Your task: Convert the records below into a Markdown table with two columns, Line number and Text. Give each line its own numbered row and leave out blank lines.

Provided records:
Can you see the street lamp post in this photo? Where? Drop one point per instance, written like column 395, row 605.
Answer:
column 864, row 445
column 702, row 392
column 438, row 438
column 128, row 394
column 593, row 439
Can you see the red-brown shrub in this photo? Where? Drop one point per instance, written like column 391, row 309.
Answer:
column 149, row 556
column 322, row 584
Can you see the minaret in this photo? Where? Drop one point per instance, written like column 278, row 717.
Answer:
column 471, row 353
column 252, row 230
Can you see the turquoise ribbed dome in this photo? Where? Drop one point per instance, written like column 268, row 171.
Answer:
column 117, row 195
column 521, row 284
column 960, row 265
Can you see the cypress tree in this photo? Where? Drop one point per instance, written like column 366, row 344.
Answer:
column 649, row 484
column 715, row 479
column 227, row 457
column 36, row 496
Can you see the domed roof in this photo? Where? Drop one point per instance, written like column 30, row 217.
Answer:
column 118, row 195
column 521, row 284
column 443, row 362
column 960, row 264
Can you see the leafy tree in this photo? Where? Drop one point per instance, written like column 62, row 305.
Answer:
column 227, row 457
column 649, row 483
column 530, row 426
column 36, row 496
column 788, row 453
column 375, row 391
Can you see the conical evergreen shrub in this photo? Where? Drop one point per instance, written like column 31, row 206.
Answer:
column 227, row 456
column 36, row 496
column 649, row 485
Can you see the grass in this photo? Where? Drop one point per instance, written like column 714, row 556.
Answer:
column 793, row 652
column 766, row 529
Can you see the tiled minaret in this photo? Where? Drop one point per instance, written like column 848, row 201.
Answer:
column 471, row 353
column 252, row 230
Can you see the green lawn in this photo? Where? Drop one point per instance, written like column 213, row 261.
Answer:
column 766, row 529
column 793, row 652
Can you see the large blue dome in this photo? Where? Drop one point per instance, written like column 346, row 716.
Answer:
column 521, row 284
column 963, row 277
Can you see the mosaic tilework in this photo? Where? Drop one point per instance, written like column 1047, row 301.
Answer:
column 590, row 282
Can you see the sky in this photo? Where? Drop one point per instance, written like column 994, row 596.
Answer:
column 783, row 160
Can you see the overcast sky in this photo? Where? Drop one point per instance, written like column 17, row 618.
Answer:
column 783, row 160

Final result:
| Line number | Text |
|---|---|
| 1 | Can you see the street lamp post in this photo? Where? Drop one point per instance, written like column 395, row 605. |
| 2 | Answer: |
| 3 | column 864, row 445 |
| 4 | column 702, row 392 |
| 5 | column 438, row 438 |
| 6 | column 128, row 394 |
| 7 | column 593, row 439 |
| 8 | Can you see the red-brown shrub in this photo? Where? Drop one point per instance, written like column 391, row 309. |
| 9 | Answer: |
| 10 | column 149, row 556 |
| 11 | column 322, row 584 |
| 12 | Can you see the minaret in this photo? Where? Drop one point per instance, written like column 278, row 717. |
| 13 | Answer: |
| 14 | column 471, row 353 |
| 15 | column 252, row 230 |
| 16 | Can you see the turquoise ribbed dome in this photo? Where? Drop one point per instance, written like column 268, row 171. |
| 17 | Answer: |
| 18 | column 117, row 195 |
| 19 | column 521, row 284 |
| 20 | column 960, row 265 |
| 21 | Can you see the cypress tree in this photo? Where? Drop one point per instance, written like column 366, row 344. |
| 22 | Answer: |
| 23 | column 649, row 484 |
| 24 | column 715, row 479 |
| 25 | column 227, row 457 |
| 26 | column 36, row 496 |
| 27 | Can you see the domed roof in this photo? Where? Drop one point per instance, written like column 30, row 217. |
| 28 | Answer: |
| 29 | column 118, row 195 |
| 30 | column 521, row 284 |
| 31 | column 443, row 362 |
| 32 | column 960, row 264 |
| 33 | Can you see the leafy tree in this photo? Where? Drop one point per instance, written like column 62, row 305. |
| 34 | Answer: |
| 35 | column 227, row 457 |
| 36 | column 649, row 483 |
| 37 | column 530, row 426 |
| 38 | column 36, row 496 |
| 39 | column 788, row 453 |
| 40 | column 375, row 391 |
| 41 | Can you see the conical evergreen shrub in this photo? Where? Drop one point per instance, written like column 31, row 206. |
| 42 | Answer: |
| 43 | column 227, row 456 |
| 44 | column 36, row 496 |
| 45 | column 649, row 485 |
| 46 | Can you see the grass in this photo? Where? Drop one point per instance, written like column 714, row 556. |
| 47 | Answer: |
| 48 | column 793, row 652 |
| 49 | column 766, row 529 |
| 50 | Can you see the tiled minaret in this photo? Where? Drop one point per instance, written like column 848, row 201. |
| 51 | Answer: |
| 52 | column 471, row 353 |
| 53 | column 252, row 230 |
| 54 | Can you see the green lawn in this photo? Where? Drop one point per instance, written like column 213, row 261. |
| 55 | Answer: |
| 56 | column 766, row 529 |
| 57 | column 793, row 652 |
| 58 | Can you see the large blue dome in this photo? Where? Drop one point per instance, written like column 346, row 716. |
| 59 | Answer: |
| 60 | column 521, row 284 |
| 61 | column 963, row 277 |
| 62 | Can you see the mosaic tilework in this photo? Where? Drop one point per instance, written like column 1047, row 301. |
| 63 | Answer: |
| 64 | column 590, row 282 |
| 65 | Can you see the sky in this photo? Where? Drop one point per instance, written like column 994, row 596. |
| 66 | Answer: |
| 67 | column 783, row 160 |
| 68 | Can you see the overcast sky in this photo? Where? Drop one point per instance, written like column 17, row 618. |
| 69 | Answer: |
| 70 | column 783, row 160 |